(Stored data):
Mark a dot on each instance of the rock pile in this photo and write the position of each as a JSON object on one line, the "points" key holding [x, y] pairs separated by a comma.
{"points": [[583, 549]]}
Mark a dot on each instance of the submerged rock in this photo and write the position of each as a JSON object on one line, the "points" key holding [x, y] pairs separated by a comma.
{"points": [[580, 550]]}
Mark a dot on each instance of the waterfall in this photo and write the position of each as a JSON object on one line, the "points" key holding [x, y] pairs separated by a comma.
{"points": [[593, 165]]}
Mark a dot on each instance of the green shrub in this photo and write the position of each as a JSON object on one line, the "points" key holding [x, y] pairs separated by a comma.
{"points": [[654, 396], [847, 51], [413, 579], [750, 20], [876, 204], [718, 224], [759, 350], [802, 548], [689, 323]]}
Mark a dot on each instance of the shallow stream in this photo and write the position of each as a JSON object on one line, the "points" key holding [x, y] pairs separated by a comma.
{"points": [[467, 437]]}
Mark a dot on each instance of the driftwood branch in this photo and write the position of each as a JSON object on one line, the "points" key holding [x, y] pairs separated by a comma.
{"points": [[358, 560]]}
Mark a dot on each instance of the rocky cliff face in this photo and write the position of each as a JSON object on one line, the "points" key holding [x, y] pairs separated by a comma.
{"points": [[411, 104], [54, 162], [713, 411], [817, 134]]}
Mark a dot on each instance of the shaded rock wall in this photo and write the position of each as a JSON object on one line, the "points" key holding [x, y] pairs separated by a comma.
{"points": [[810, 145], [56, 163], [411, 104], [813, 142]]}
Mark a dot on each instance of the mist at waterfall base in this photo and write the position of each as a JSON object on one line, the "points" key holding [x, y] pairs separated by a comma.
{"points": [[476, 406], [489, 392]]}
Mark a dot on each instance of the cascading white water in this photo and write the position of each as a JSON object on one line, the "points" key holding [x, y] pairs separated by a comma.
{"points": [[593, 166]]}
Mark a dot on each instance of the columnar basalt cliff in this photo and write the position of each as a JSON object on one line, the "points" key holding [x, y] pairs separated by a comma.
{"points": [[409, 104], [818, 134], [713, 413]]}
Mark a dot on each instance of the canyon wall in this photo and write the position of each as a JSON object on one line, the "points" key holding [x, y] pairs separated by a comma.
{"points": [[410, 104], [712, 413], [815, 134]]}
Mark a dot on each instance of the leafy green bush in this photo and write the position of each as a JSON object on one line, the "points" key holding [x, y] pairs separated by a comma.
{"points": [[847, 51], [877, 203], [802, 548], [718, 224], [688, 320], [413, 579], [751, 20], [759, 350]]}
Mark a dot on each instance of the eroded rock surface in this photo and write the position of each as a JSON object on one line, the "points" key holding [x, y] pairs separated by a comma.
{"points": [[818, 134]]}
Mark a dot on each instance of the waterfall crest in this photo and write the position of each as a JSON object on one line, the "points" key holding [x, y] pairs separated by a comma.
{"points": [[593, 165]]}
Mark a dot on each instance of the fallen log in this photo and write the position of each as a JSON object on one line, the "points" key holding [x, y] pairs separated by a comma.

(Exercise brief): Down to the last line, reproduce the entries above precisely.

(Task solution):
Mark a dot on each instance of the rock pile in this photo and write the position of each as a JSON object on one line, the "points" key holding [x, y] pairs separated by a comma.
{"points": [[583, 549]]}
Mark a dot on each instance of the submerged rock in this photo and write the position of each as a JSON object on one line, the "points" key holding [x, y] pairs separated by a comma.
{"points": [[580, 550]]}
Mark a dot on each instance of the waterfall in this photo and write the position of each as a JSON object on one line, the "points" key holding [x, y] pairs separated by a comma.
{"points": [[593, 165]]}
Mark a dot on each instance of the green shrub in this photo and write the position of each as a JSON object on one line, the "points" key holding [x, y] pairs separated by a comma.
{"points": [[654, 396], [847, 51], [413, 579], [750, 20], [876, 204], [718, 224], [759, 350], [802, 548], [689, 323]]}
Mark a dot on each instance of the shallow stream in this photo and write the position of each as a JSON object on one line, the "points" key holding [x, y] pairs separated by a comma.
{"points": [[467, 437]]}
Mark a dot on each instance of the driftwood branch in this photo and write the position of each as a JSON object on one line, the "points" key holding [x, y] pairs separated by a comma.
{"points": [[358, 560]]}
Mark a dot on each instance of the rocky cliff face in this photo and write the position of each as a JSON object on one line, the "points" key holding [x, y] pairs separated by a comma.
{"points": [[411, 104], [54, 162], [713, 411], [817, 134]]}
Mark a dot on each instance of the shaded rock wall in this photo and write the position of each as a JSON object on one line, the "points" key holding [x, y] pairs separated by a comma.
{"points": [[810, 145], [56, 163], [411, 104], [813, 142]]}
Mark a dot on each instance of the mist at waterfall base in this photo and write the position of each as a JSON object on one line, the "points" key holding [x, y] pairs separated by a comma.
{"points": [[476, 406], [489, 392]]}
Mark a dot on each instance of the cascading white water in this photo and write the position of each as a JSON object on one line, the "points" key holding [x, y] pairs separated by a comma.
{"points": [[593, 166]]}
Mark a dot on each instance of the columnar basalt cliff in this photo and write the position of each as a JSON object on one line, the "points" key holding [x, y] pairs separated by a comma.
{"points": [[409, 104], [818, 134], [713, 413]]}
Mark a dot on each instance of the canyon wall in this photo and write the position of each as a JSON object on one line, the "points" key holding [x, y] pairs separated by a comma.
{"points": [[410, 104], [712, 413], [815, 134]]}
Mark a dot on each instance of the leafy green bush in this photo and write the position of each as a JSON object on one line, the "points" key holding [x, y] pairs separated by a comma.
{"points": [[847, 51], [877, 203], [802, 548], [718, 224], [688, 320], [413, 579], [751, 20], [759, 350]]}
Mark a dot on each instance of the eroded rock surface in this photo and write the position of each as a JSON object on one line, the "points" key holding [x, y] pairs separated by a comma.
{"points": [[818, 134]]}
Mark a dot on each instance of the waterfall crest in this photo and write the position of each as a JSON object on one line, the "points" key holding [x, y] pairs separated by a comma.
{"points": [[593, 165]]}
Mark a dot on each instance of the fallen log in this photo and write the position of each as a JSON object on one line, the "points" key holding [x, y] pairs separated by a comma.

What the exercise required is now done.